+++ Text shown +++

Location
- 1236 Moreland Dr Kingsport, Tennessee 37664 United States 36°29′26″N 82°32′02″W﻿ / ﻿36.4905°N 82.5338°W

Information
- School type: Public, high school
- Founded: 1980
- School district: Sullivan County Schools
- Faculty: 54.00 (FTE)
- Grades: 9–12
- Enrollment: 754 (2019–20)
- Student to teacher ratio: 13.96
- Language: English
- Colors: Columbia blue and silver
- Mascot: Rebels

= Sullivan South High School =

Sullivan South High School was a public high school (grades 9–12) located near Kingsport, Tennessee, in Sullivan County with a student body of just under nine hundred students. The school was formed in 1980 and closed in 2021, when the building was converted to Sullivan Heights Middle School and its students were reapportioned to West Ridge High School. Greg Harvey served as principal of Sullivan South between 2003 and 2017, leading the school for 14 years all together. Josh Tate, formerly an assistant principal at Sullivan South High School, served as principal from 2017 until the school's closing. The school was accredited by the Southern Association of Colleges and Schools and was a member of the TSSAA. With a graduation rate of 98%, it was well above the state median for high school completion.

+++

• **What the task requires**
Turn the paragraph in the school profile above that begins "Sullivan South High School was a public high school" into a short bulleted list that keeps its main facts.

+++ Data section +++

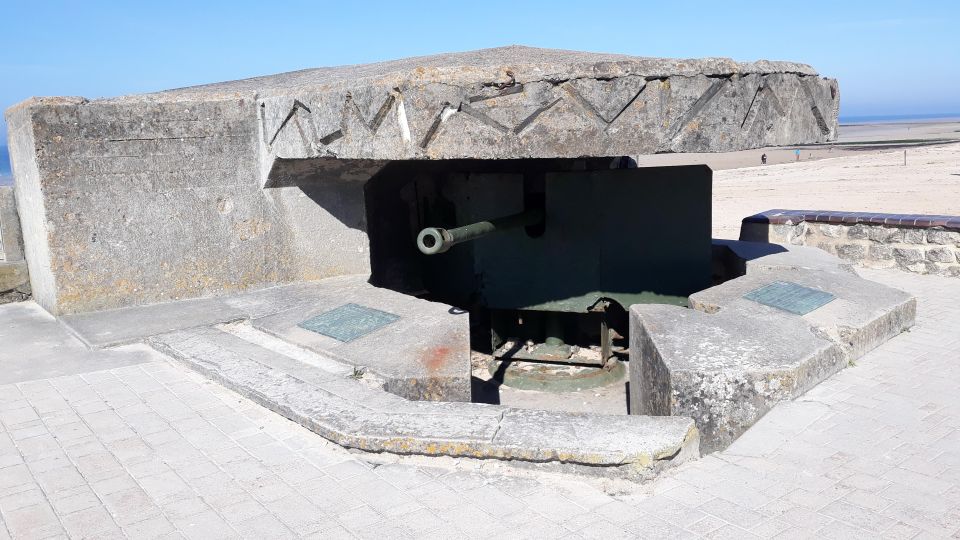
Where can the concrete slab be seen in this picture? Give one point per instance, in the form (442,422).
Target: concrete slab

+++

• **Solution for this task**
- Sullivan South was a public high school for grades 9–12 near Kingsport, Tennessee, in Sullivan County.
- It was formed in 1980 and closed in 2021.
- When it closed, the building became Sullivan Heights Middle School, and its students were reapportioned to West Ridge High School.
- Greg Harvey was principal from 2003 to 2017, a total of 14 years.
- Josh Tate, formerly an assistant principal there, was principal from 2017 until the school closed.
- The school was accredited by the Southern Association of Colleges and Schools and was a member of the TSSAA.
- Its graduation rate of 98% was well above the state median.